*Your goal:*
Starting at the words "Synopsis: I’m a" and stopping after "included with permission.", can you update that stretch of the Remembrance Day post and write it out again with "exhaustion" in place of "burnout"?

*Page excerpt:*
Posts Tagged ‘fake poppy’

Remembrance Day, without cognitive drift

November 19, 2018

Consider the dragons you feed.

When it comes to the smoking of weed

Add up the expense.

It doesn’t make sense

But neither does booze, you’ll concede

Synopsis: I’m a Family Practitioner from Sioux City, Iowa. In 2010 I danced back from the brink of burnout, and honoring a 1 year non-compete clause, traveled and worked in out-of-the-way places in Alaska, Nebraska, Iowa, and New Zealand. I followed 3 years Community Health Center work with a return to traveling and adventures in temporary positions in Alaska, rural Iowa, suburban Pennsylvania, western Nebraska and northern British Columbia. I have returned to Canada now for the 4th time.  Any identifiable patient information has been included with permission.

Canada celebrated Remembrance Day last week.

In elementary school we learned about Armistice Day, and few people now remember that WWI fighting stopped at the 11th minute of the 11th hour of the 11th day of the 11th month of 1918.

Armistice Day still exists, but the celebration has morphed. The US celebrates Veterans’ Day, and Canada has Remembrance Day.  The clinic and a lot of the town’s businesses closed.  I even bought a fake poppy and pinned it on my lab coat the Friday before.

The day after, I came back to work rested and refreshed. I had a fantastic morning.

Not a single patient that I attended before noon used marijuana. Perhaps some people can get high responsibly, but the people who get sick don’t know when they’ve had enough tobacco, alcohol, or cannabis.  And now that Canada has legalized weed, heavy hemp usage has become an increasing factor in anxiety, depression, insomnia, erectile dysfunction, testosterone deficiency (“low T”), falls, and accidents.  Poor short-term memory and impaired ability to deal with numbers makes history taking and patient education problematic.  So my morning went more easily.

*Dataset section:*
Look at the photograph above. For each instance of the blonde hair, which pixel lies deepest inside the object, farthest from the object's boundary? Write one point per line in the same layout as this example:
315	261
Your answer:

*Solution for this problem:*
Synopsis: I’m a Family Practitioner from Sioux City, Iowa. In 2010 I danced back from the brink of exhaustion, and honoring a 1 year non-compete clause, traveled and worked in out-of-the-way places in Alaska, Nebraska, Iowa, and New Zealand. I followed 3 years Community Health Center work with a return to traveling and adventures in temporary positions in Alaska, rural Iowa, suburban Pennsylvania, western Nebraska and northern British Columbia. I have returned to Canada now for the 4th time.  Any identifiable patient information has been included with permission.